СПИСОК ЗАДАНИЙ:
(1) Ответьте по тексту о Чехове:
(a) Чьи слова «Она <русская литература> стоит на крови и пророчестве» приведены в тексте?
(b) Кому и какого числа адресовано письмо со словами «Мы пишем жизнь такою, какая она есть»?
(c) Какое звание Чехов предпочитает титулам поэта-пророка и писателя-учителя?
(2) Продолжите текст о Чехове, начав сразу после его последнего предложения.

ТЕКСТ СТРАНИЦЫ:
В литературе XIX в. от Пушкина («Пророк») до Толстого и Достоевского эта традиция была определяющей. «Она <русская литература> стоит на крови и пророчестве», – подводил итог В. Ходасевич[10].
Чехов смотрит на такую роль писателя со смешанным чувством зависти и восхищения. «Вот умрет Толстой, все пойдет к черту! – повторял он не раз. – Литература? – И литература»[11] (воспоминания И. Бунина).
Но в себе и писателях своего поколения Чехов не чувствовал толстовской силы и решительности учить мир, обращать его в свою веру. «Вспомните, что писатели, которых мы называем вечными или просто хорошими и которые пьянят нас, имеют один общий и весьма важный признак: они куда-то идут и вас зовут туда же, и вы чувствуете не умом, а всем своим существом, что у них есть какая-то цель, как у тени отца Гамлета, которая недаром приходила и тревожила воображение. У одних, смотря по калибру, цели ближайшие – крепостное право, освобождение родины, политика, красота или просто водка, как у Дениса Давыдова, у других цели отдаленные – Бог, загробная жизнь, счастье человечества и т. п. А мы? Мы! Мы пишем жизнь такою, какая она есть, а дальше ни тпрру ни ну… Дальше хоть плетями нас стегайте» (А. С. Суворину, 25 ноября 1892 г.; П 5, 133).
Причины такого отсутствия «капли алкоголя» лежат, по Чехову, в истории. Жизнь настолько усложнилась, некоторые из прежних идеалов так дискредитировали себя, истина так многообразна, что было бы грандиозным самомнением претендовать на абсолютные ответы.
Поэтому высоким титулам поэта-пророка, «глаголом жгущего сердца людей», или писателя-учителя, страстно обличающего общественные язвы, Чехов предпочитает скромное звание литератора, беллетриста, сделанного из того же теста, что и его читатели, и по мере сил исполняющего свой долг (на эту тему и написана, еще в юности, иронически-исповедальная «Марья Ивановна»). Литератор – не хранитель, а со-искатель истины, владеющий словом и образом, собеседник разговора наедине. «Вы спрашиваете: следует ли, написав рассказ, читать его до напечатания? По моему мнению, не следует давать никому читать ни до, ни после. Тот, кому нужно, сам прочтет, и не тогда, когда Вам хочется, а когда ему самому хочется» (Б. Лазаревскому, 30 января 1900 г.; П 9, 37).

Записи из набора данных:
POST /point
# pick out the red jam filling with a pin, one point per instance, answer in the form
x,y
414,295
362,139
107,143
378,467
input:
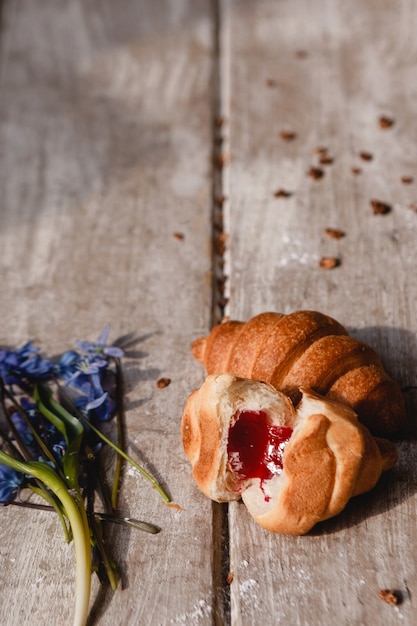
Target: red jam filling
x,y
255,446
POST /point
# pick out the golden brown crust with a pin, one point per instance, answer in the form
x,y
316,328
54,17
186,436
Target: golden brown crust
x,y
329,458
307,348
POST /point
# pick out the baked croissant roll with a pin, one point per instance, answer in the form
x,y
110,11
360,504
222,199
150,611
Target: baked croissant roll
x,y
309,349
292,468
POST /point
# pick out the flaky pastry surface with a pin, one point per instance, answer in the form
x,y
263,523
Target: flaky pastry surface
x,y
329,458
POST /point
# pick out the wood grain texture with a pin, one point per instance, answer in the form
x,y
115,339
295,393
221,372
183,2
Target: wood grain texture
x,y
107,179
327,72
105,134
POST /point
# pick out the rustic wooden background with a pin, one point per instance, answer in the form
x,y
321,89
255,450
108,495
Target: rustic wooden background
x,y
155,173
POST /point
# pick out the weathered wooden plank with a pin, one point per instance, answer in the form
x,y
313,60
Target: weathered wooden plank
x,y
327,72
105,134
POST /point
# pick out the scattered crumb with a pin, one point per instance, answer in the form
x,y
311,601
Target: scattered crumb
x,y
288,135
326,159
390,596
380,208
386,122
271,82
282,193
163,382
335,233
329,262
316,173
172,505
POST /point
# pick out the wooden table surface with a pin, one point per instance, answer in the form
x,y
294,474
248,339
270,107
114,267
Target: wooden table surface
x,y
142,171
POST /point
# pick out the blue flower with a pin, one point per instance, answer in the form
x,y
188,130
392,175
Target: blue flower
x,y
99,346
25,362
10,482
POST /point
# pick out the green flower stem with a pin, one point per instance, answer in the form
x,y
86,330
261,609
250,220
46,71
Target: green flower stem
x,y
120,433
46,495
78,520
127,458
119,451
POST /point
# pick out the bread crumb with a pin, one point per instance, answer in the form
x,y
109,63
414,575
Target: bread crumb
x,y
329,262
316,173
172,505
380,208
282,193
386,122
390,596
288,135
335,233
163,382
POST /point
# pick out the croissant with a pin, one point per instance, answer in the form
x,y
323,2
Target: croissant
x,y
292,468
309,349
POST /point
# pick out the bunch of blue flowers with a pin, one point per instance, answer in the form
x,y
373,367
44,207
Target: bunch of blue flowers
x,y
51,442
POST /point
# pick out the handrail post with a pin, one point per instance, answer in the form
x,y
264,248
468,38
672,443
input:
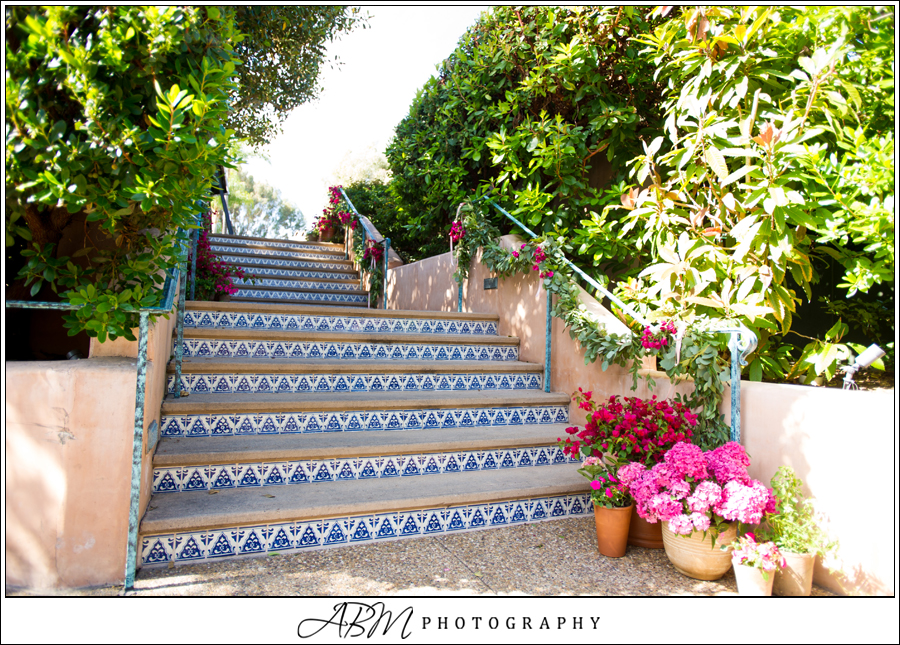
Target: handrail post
x,y
137,453
548,335
387,248
734,347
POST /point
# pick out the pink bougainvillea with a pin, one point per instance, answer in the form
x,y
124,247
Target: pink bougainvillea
x,y
690,485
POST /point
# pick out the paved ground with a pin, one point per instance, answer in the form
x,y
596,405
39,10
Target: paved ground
x,y
545,559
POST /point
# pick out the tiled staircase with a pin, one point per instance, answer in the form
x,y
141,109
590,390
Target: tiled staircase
x,y
310,426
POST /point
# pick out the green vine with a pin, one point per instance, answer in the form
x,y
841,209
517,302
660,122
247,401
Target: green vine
x,y
699,352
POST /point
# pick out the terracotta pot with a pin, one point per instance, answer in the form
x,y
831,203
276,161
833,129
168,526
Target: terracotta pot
x,y
695,556
751,581
643,533
612,530
796,578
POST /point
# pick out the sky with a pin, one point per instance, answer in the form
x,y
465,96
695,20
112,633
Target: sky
x,y
363,99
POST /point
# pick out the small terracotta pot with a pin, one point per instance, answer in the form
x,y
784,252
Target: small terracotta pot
x,y
612,530
644,534
751,581
796,578
695,556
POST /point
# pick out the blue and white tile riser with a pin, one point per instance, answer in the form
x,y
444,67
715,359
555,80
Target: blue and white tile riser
x,y
299,284
249,262
307,322
305,246
346,273
207,545
222,476
344,383
302,295
273,253
215,425
197,348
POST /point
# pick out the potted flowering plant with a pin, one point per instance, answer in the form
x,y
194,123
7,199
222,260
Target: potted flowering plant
x,y
630,430
795,531
612,507
753,563
701,497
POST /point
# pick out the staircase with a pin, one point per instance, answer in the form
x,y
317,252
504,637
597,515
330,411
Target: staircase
x,y
310,425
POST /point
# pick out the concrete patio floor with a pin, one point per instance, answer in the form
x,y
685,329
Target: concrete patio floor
x,y
551,558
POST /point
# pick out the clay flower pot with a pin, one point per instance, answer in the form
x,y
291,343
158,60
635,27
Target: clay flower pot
x,y
644,534
795,579
695,556
751,582
612,529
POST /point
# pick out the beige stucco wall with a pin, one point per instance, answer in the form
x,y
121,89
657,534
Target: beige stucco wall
x,y
69,444
826,435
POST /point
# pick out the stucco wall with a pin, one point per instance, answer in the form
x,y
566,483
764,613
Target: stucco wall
x,y
825,434
69,442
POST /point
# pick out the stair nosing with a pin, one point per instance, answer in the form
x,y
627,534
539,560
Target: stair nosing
x,y
188,451
403,493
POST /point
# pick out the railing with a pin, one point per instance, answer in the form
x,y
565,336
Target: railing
x,y
168,297
742,341
369,234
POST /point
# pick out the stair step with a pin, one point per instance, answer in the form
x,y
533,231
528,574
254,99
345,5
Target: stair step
x,y
199,342
246,473
326,402
342,377
300,317
346,284
298,274
253,242
210,415
201,511
250,262
185,451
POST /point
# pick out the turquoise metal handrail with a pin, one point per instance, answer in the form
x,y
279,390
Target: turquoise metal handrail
x,y
177,276
370,234
741,343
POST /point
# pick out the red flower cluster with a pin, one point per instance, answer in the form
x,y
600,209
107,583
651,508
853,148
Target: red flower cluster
x,y
658,340
214,276
631,430
457,232
373,252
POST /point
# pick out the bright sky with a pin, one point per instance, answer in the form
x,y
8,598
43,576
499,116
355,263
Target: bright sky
x,y
363,99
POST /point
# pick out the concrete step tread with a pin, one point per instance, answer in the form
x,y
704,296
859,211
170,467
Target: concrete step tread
x,y
213,365
325,257
335,310
187,451
230,403
355,305
195,510
230,333
325,245
297,289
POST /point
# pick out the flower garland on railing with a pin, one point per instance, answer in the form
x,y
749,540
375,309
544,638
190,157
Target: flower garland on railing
x,y
369,253
698,352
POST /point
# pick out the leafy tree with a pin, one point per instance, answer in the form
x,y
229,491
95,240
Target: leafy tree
x,y
116,118
544,103
771,164
283,53
260,210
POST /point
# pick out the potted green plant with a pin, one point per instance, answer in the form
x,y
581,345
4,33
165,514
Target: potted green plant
x,y
612,507
755,565
793,528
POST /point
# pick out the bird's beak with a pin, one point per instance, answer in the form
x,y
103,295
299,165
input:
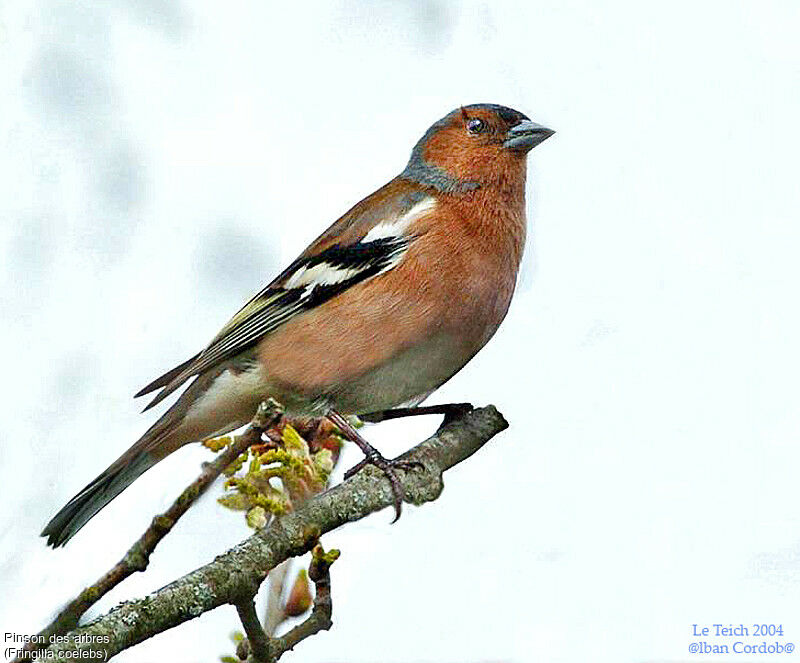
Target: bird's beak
x,y
526,135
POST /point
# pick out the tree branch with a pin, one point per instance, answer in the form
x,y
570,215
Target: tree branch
x,y
236,575
138,556
320,618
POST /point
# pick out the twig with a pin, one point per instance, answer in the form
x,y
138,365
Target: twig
x,y
258,644
275,615
321,613
138,555
261,648
239,572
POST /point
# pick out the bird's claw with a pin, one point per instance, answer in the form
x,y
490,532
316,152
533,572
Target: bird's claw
x,y
389,468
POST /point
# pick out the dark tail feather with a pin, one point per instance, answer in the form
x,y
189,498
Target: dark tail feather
x,y
165,379
81,508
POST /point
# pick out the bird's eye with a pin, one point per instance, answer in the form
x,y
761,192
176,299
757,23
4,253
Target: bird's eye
x,y
475,126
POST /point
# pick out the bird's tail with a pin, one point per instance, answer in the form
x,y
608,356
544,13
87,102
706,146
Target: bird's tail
x,y
116,478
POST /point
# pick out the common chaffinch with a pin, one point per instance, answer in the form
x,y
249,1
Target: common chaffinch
x,y
379,311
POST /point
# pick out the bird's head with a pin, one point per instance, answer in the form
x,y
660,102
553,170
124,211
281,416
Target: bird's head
x,y
474,146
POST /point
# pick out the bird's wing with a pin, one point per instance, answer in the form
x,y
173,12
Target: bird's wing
x,y
369,240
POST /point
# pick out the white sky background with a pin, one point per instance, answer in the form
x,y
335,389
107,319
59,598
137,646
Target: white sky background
x,y
160,161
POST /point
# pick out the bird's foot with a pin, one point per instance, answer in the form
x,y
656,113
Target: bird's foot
x,y
389,469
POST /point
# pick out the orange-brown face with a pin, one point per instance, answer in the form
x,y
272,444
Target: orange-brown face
x,y
477,145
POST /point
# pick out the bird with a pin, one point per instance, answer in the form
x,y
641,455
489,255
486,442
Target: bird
x,y
380,310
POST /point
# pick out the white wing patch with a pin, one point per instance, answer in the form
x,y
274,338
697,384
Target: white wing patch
x,y
321,274
396,227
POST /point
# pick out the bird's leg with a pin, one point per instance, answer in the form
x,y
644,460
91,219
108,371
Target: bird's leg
x,y
449,410
374,457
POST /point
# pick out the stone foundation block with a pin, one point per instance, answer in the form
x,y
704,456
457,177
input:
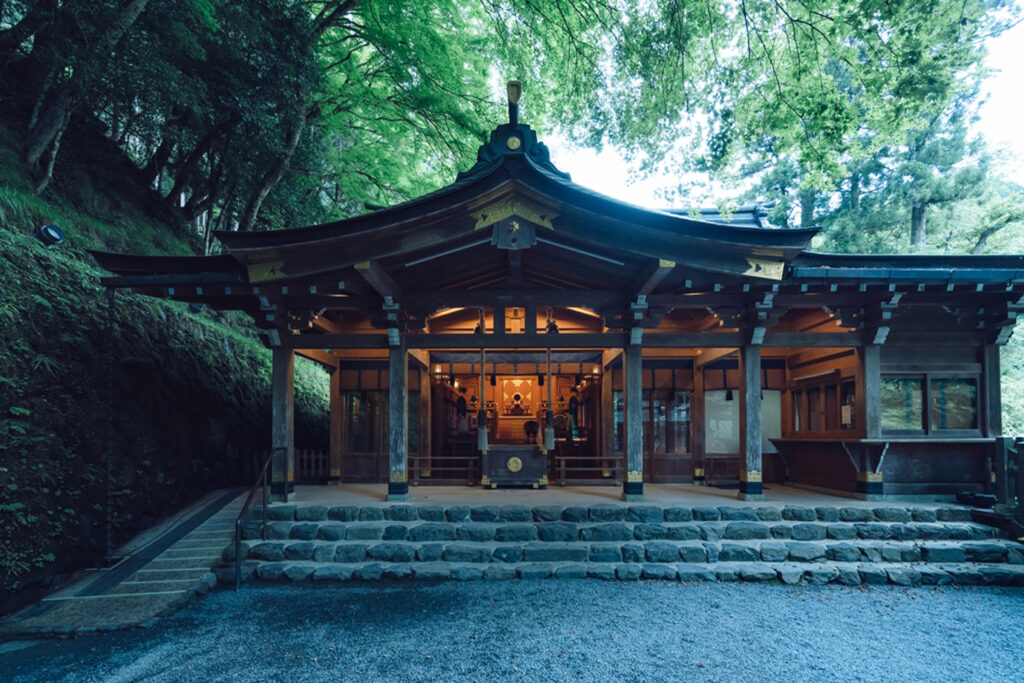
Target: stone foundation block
x,y
923,515
820,575
475,531
843,552
516,513
841,531
660,552
731,513
903,575
684,531
310,513
733,552
774,551
848,575
516,532
508,554
555,552
281,512
827,514
457,513
649,531
275,570
365,532
953,514
331,531
333,572
633,553
557,531
809,532
790,573
279,530
610,531
707,514
430,552
692,552
391,552
629,571
498,572
806,552
985,552
605,553
435,513
484,513
401,513
369,514
678,514
872,574
548,513
350,552
856,515
691,572
571,571
934,577
893,514
795,513
431,571
397,571
659,571
467,573
757,572
745,530
432,531
272,552
576,514
343,513
372,571
535,570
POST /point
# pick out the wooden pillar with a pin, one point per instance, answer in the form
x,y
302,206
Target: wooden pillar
x,y
337,426
633,483
991,424
283,423
871,367
397,487
698,423
751,487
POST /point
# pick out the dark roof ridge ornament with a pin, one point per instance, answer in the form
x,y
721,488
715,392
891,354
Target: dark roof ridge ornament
x,y
511,139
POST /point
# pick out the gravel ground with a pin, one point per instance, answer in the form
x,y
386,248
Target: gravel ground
x,y
553,631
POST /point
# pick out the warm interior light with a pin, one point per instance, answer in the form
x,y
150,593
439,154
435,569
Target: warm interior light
x,y
514,89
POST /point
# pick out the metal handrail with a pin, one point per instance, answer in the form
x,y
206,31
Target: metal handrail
x,y
245,508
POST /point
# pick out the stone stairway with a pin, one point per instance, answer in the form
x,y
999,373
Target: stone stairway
x,y
847,545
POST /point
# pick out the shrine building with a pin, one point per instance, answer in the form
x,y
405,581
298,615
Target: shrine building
x,y
514,329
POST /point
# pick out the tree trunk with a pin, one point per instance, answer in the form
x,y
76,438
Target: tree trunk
x,y
273,176
807,201
918,223
45,134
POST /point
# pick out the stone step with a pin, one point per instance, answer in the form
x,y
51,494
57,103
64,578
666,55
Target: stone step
x,y
993,551
850,573
616,530
608,512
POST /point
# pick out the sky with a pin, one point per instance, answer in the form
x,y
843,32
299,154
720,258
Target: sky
x,y
1000,124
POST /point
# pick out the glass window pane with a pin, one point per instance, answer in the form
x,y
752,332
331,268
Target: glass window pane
x,y
721,423
953,403
620,407
678,431
902,403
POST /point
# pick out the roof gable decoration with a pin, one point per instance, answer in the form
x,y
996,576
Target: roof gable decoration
x,y
515,222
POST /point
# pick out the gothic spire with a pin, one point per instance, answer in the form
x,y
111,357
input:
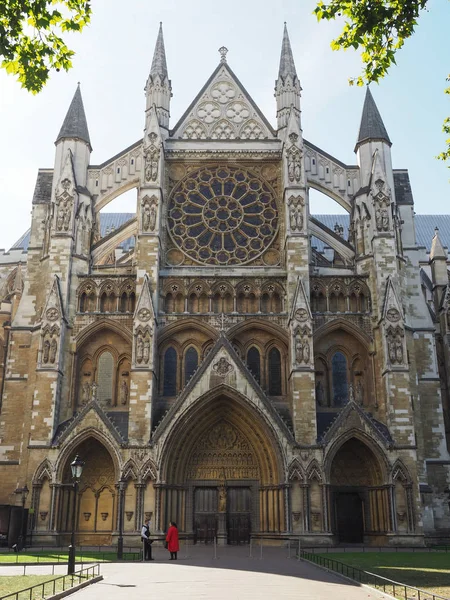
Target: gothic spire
x,y
372,126
75,124
437,249
159,64
287,65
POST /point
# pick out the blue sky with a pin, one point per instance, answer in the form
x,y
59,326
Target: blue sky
x,y
114,56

ОТВЕТЫ НА ЗАДАНИЯ:
(1)
(a) В. Ходасевича.
(b) А. С. Суворину, 25 ноября 1892 г.
(c) Скромное звание литератора, беллетриста.

(2)
Он стал таким интимным, близким собеседником, «нашим Антошей Чехонте» (В. Розанов) для целого поколения, часто более важным и понятным, чем «большая классика» с ее напряженным, экстатическим пафосом, проповедью и пророчеством.
Один из современников, его знакомый, журналист и врач В. А. Поссе, вспоминал о своем чтении публичной лекции о Толстом и Достоевском уже после смерти Чехова: «Ко мне явились гимназистки старшего класса местной гимназии и просили прочитать лекцию о Чехове. Но я отказался, откровенно заявив, что Чехова я читал, но не изучал. Они очень огорчились и, уходя, добродушно сказали: „Вы уж, пожалуйста, Чехова хорошенько изучите, он нам гораздо ближе Достоевского и Толстого“»[12].
И сам «великий Лев» временами ревниво замечал, что его поздняя общественно-философская проповедь, его попытки открыть всеобщую истину и профессору, и мужику, и императору, и России, и всему миру вызывают не такое понимание, как вроде бы ни на что, кроме художества, не рассчитанное чеховское слово.
«И теперь уже получил два письма от революционеров, – записывает Д. П. Маковицкий в августе 1905 г. слова Толстого. – Один цитирует Чехова. „Надо учиться, учиться науке спасения“. Искусственная, насилу придуманная фраза, которой он, Чехов, закончил какой-то рассказ. (Вероятно, речь идет о финале рассказа „Убийство“, где сказано: „…хотелось жить, вернуться домой, рассказать там про свою новую веру и спасти от погибели хотя бы одного человека и прожить без страданий хотя бы один день“. – И. С.) Они видят в Чехове… таинственные пророчества. Я в Чехове вижу художника, они – молодежь – учителя, пророка. А Чехов учит, как соблазнять женщин»[13].